— START Dataset excerpts —
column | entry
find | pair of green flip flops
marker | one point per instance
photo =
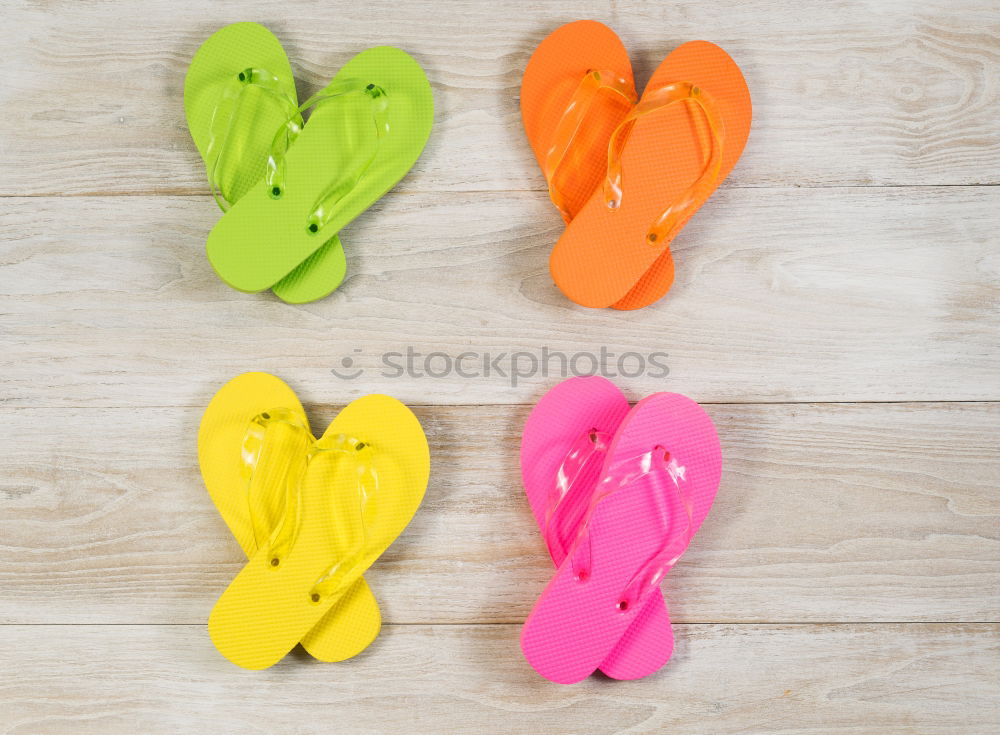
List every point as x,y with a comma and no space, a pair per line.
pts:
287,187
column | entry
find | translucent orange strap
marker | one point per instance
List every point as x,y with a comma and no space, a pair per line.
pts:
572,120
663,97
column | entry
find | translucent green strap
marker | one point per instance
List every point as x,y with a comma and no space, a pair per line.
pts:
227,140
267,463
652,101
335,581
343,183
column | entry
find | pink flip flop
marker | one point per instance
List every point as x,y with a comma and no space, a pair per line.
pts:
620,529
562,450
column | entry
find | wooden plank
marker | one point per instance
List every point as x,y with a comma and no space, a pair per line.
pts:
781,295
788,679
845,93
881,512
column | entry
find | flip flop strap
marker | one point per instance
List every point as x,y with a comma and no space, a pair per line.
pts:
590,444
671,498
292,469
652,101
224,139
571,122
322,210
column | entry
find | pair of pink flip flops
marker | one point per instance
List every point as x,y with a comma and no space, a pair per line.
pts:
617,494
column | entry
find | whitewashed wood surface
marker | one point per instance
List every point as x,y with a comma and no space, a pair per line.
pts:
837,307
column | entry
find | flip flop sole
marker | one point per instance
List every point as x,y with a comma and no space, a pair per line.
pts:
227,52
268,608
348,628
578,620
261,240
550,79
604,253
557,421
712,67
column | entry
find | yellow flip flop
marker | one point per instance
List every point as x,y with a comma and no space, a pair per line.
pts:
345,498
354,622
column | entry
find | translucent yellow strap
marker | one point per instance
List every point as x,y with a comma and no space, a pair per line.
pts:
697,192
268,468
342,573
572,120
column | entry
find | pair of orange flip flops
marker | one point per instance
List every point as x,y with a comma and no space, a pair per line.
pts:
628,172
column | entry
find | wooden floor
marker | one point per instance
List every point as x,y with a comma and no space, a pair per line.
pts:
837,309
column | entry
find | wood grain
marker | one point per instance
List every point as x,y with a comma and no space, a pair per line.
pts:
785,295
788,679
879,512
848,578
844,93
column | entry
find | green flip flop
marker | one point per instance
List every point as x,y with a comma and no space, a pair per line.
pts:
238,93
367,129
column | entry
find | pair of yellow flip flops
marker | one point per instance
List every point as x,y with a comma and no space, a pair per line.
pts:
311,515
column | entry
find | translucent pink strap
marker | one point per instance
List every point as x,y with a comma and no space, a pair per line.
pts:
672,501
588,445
— END Dataset excerpts —
— START Dataset excerpts —
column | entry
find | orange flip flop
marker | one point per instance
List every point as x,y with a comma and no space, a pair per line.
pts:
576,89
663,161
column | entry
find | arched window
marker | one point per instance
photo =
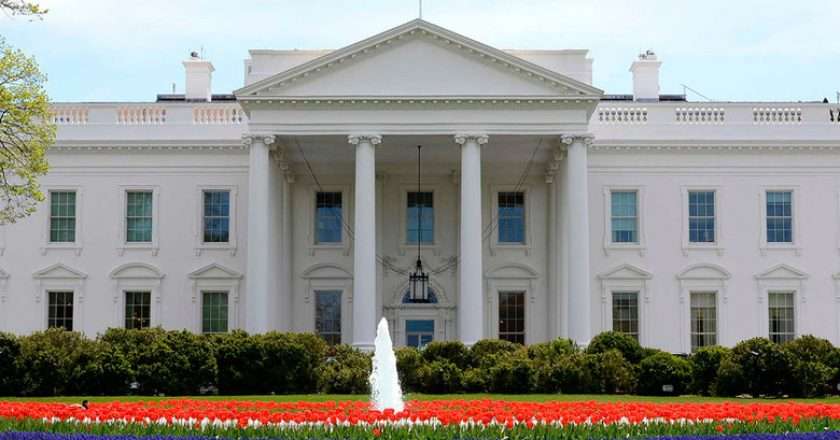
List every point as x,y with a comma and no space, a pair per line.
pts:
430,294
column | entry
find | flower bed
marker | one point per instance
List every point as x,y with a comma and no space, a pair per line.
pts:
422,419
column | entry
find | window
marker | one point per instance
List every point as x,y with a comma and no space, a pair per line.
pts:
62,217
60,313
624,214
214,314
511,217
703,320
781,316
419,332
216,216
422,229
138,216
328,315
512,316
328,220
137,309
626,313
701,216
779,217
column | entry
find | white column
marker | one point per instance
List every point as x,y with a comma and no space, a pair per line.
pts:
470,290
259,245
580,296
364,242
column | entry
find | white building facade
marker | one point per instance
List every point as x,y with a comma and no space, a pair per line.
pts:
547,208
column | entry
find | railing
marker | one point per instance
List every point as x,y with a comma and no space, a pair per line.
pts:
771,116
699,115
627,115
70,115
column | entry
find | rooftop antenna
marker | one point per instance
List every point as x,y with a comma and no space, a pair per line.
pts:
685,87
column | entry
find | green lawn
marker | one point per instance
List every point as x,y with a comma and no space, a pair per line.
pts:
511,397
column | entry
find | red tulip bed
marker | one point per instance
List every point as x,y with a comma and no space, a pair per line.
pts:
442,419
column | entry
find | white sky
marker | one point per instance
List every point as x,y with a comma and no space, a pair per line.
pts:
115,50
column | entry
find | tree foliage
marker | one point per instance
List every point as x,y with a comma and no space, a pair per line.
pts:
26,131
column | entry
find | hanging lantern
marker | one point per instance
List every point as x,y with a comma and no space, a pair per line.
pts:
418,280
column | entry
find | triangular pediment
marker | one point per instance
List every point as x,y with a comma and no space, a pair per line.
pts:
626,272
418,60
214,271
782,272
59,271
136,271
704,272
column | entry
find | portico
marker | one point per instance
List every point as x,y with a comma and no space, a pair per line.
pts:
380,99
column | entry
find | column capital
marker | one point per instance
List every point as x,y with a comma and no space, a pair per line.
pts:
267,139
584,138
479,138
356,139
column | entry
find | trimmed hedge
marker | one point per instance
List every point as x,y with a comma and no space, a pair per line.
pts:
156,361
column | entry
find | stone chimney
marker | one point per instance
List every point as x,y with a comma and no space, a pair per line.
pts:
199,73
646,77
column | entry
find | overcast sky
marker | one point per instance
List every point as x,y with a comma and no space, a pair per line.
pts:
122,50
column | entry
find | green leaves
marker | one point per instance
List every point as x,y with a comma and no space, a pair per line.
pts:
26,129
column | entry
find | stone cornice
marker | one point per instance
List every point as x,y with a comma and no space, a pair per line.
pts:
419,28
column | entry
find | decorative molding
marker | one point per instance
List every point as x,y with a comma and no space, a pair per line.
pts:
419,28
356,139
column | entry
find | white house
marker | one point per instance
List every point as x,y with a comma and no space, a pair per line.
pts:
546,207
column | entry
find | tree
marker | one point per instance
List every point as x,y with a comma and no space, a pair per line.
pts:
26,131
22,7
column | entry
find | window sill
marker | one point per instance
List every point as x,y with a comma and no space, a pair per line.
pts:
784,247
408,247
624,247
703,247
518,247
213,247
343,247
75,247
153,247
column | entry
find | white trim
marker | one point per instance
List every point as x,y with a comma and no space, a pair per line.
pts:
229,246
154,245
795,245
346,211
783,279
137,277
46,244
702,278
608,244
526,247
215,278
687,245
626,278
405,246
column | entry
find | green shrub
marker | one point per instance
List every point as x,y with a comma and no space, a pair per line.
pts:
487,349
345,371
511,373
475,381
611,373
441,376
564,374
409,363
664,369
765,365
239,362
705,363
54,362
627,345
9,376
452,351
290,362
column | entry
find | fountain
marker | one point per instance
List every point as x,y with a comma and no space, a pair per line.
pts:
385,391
— END Dataset excerpts —
§ Goal
Pull out every line of the data above that contains the word "orange", matching case exactly.

§ Expected answer
find | translucent orange strap
find | pair of orange flip flops
find | orange flip flop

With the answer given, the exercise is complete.